Exercise prompt:
Print the range of lines that opens with the line containing "of the soymilk" and closes with the last line of the listing. Include both ends; print nothing more.

Material shown:

________

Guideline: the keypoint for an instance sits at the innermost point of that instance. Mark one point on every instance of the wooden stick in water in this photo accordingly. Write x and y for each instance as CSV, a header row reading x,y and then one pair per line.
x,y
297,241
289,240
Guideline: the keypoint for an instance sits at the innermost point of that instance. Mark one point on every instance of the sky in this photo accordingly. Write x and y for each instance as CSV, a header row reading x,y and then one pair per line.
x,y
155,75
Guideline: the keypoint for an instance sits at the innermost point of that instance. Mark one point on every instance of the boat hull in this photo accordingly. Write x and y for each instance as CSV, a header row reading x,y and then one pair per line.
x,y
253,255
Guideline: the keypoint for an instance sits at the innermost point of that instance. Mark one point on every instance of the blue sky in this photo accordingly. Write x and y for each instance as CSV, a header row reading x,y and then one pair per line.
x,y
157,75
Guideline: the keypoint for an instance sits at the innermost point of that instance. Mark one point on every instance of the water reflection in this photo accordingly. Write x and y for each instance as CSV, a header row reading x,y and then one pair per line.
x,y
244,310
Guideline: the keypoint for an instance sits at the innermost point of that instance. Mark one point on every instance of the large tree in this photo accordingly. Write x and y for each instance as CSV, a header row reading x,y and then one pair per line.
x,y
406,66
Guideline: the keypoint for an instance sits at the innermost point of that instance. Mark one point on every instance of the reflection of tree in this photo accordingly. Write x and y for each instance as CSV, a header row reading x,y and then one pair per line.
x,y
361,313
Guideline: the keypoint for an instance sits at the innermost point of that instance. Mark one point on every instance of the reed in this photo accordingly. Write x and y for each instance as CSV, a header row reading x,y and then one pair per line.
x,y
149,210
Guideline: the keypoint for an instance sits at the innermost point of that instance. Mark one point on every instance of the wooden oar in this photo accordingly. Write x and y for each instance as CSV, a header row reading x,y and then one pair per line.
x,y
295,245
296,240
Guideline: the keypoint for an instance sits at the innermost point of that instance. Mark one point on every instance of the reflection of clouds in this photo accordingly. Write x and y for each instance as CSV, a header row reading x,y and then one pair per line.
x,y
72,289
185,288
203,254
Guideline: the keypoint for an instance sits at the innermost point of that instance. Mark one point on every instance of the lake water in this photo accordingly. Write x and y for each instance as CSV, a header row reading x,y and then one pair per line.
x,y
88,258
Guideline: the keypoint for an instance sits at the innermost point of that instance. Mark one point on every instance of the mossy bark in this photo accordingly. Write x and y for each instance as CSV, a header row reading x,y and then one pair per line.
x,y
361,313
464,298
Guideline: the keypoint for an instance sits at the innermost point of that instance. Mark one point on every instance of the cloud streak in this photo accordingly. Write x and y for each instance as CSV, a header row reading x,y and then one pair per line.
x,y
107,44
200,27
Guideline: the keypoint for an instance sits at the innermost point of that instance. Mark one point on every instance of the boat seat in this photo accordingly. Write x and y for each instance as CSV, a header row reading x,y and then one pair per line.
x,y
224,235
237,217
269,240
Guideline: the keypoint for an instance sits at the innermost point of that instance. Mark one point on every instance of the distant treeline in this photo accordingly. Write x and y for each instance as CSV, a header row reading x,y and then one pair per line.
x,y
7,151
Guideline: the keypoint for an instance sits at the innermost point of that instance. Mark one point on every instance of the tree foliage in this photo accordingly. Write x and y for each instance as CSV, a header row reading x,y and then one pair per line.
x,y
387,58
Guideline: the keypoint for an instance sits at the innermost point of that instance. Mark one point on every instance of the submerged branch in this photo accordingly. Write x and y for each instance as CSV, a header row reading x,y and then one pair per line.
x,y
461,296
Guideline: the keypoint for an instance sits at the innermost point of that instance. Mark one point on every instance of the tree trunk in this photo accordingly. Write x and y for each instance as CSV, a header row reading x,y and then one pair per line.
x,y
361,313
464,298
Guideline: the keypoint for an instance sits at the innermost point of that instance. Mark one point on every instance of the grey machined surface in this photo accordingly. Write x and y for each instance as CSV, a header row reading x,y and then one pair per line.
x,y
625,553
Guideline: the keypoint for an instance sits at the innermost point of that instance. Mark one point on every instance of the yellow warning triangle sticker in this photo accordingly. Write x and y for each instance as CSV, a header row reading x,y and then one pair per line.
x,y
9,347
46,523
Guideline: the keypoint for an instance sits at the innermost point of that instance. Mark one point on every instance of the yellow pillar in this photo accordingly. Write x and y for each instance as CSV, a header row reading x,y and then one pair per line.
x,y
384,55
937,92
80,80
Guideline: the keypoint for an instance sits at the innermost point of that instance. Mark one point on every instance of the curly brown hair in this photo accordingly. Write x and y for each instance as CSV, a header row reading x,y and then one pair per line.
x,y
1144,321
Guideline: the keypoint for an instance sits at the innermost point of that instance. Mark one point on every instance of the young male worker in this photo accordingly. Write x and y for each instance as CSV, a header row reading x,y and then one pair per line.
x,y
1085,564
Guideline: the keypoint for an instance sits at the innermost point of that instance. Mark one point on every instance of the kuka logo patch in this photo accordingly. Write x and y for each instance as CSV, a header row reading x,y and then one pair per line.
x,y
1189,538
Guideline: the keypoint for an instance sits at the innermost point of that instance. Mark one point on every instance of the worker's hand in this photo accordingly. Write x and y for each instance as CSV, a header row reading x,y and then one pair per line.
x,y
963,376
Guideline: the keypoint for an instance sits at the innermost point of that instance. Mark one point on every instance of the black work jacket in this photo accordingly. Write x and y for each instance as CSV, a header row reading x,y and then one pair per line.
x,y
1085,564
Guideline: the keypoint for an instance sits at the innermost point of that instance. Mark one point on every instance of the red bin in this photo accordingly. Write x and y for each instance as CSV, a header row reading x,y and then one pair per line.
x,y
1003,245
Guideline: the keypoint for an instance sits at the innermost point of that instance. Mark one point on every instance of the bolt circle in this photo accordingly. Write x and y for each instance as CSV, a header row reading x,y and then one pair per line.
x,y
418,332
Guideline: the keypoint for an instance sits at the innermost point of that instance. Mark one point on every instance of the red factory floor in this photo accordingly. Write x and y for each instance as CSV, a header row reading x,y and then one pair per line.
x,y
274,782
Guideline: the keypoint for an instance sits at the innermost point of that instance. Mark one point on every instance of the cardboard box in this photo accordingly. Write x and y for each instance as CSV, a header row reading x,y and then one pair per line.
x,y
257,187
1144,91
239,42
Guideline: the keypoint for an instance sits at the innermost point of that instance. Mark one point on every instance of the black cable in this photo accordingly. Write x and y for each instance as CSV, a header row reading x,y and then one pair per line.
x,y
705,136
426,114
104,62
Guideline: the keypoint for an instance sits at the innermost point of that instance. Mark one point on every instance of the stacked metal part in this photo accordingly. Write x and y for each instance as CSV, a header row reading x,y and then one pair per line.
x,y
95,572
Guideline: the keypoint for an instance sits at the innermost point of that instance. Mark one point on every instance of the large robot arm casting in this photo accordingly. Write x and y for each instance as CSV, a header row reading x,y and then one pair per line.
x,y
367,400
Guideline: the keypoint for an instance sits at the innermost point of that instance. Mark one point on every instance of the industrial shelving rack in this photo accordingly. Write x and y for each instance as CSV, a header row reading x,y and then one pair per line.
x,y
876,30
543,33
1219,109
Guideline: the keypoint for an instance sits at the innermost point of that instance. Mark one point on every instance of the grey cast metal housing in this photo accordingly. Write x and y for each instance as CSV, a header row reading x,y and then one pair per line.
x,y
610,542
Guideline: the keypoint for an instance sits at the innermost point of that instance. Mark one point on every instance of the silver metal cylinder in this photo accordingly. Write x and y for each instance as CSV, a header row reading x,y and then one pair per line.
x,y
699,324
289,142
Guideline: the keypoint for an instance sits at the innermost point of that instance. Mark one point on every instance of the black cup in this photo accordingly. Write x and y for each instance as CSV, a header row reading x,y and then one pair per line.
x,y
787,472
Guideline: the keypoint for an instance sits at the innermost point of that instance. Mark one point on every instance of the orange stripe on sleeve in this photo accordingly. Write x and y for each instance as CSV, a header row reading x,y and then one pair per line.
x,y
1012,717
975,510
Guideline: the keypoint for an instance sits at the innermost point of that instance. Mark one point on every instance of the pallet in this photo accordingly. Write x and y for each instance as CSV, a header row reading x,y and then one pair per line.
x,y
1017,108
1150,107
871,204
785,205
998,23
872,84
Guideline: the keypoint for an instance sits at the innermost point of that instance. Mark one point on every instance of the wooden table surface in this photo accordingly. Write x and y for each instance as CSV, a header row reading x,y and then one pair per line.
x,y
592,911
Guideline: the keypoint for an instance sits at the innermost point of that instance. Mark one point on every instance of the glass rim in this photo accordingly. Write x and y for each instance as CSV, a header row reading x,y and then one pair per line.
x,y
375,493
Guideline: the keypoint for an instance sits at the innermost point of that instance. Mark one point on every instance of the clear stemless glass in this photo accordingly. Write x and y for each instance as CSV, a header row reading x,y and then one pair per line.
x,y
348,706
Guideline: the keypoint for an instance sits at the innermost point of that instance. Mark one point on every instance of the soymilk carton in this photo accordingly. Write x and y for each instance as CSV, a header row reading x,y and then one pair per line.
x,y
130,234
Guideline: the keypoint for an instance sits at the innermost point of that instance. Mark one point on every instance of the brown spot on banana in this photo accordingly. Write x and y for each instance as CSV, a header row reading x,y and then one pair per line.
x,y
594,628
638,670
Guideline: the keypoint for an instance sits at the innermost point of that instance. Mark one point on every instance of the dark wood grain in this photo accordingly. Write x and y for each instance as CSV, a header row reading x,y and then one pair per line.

________

Output of the task:
Guideline: the keypoint for an instance sits at the innermost point of that instance. Mark one point on every instance of the soymilk carton in this photo accordingly. Write x and y for each instance as CSV, a header row reading x,y and then one pair per line.
x,y
130,234
Guideline: the keypoint for an instance sits at the innermost point of that instance. Mark one point on every instance of the brown spot on banana in this photo accordingly. Write x and y for each instance as CSV, a header row reading x,y and then one pair per line.
x,y
594,628
638,670
Guideline: the keypoint for an instance sits at the innermost point of that instance. Mark one point on every instance of the dark wood grain in this photo accordingly. Write x and y for each instance as CSV, a header row reading x,y and then one pair per line.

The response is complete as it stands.